_PROMPT_
Before you return the entries below, strip out the pictures and keep all else exact.

_TASK INPUTS_
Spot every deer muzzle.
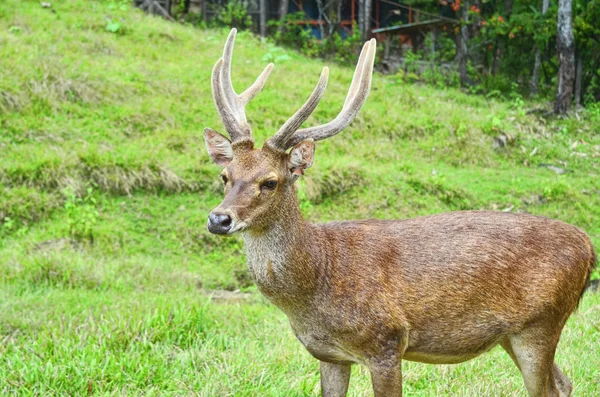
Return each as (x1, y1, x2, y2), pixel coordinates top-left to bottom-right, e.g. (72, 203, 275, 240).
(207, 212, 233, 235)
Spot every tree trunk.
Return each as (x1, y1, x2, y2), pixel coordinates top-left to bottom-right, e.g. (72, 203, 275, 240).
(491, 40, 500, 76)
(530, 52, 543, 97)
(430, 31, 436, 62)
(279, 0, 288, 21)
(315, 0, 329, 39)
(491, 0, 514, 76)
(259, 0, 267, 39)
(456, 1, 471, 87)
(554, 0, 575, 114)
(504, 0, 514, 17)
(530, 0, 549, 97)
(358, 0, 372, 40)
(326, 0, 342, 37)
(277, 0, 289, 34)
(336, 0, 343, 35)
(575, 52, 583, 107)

_TASK RESULT_
Spot every deer muzzle.
Return each as (x1, y1, x2, y2), pixel coordinates top-left to bottom-right, e.g. (72, 203, 275, 240).
(207, 212, 233, 235)
Spot every tree trunk.
Return each as (x1, y1, x2, y2), pixel coordinates top-left to bottom-right, e.g. (72, 203, 275, 240).
(491, 40, 500, 76)
(530, 52, 543, 97)
(430, 31, 436, 62)
(279, 0, 288, 21)
(315, 0, 329, 39)
(491, 0, 514, 76)
(259, 0, 267, 39)
(456, 1, 471, 87)
(554, 0, 575, 114)
(504, 0, 514, 17)
(530, 0, 549, 97)
(358, 0, 372, 40)
(326, 0, 342, 37)
(277, 0, 289, 34)
(336, 0, 343, 35)
(575, 52, 583, 107)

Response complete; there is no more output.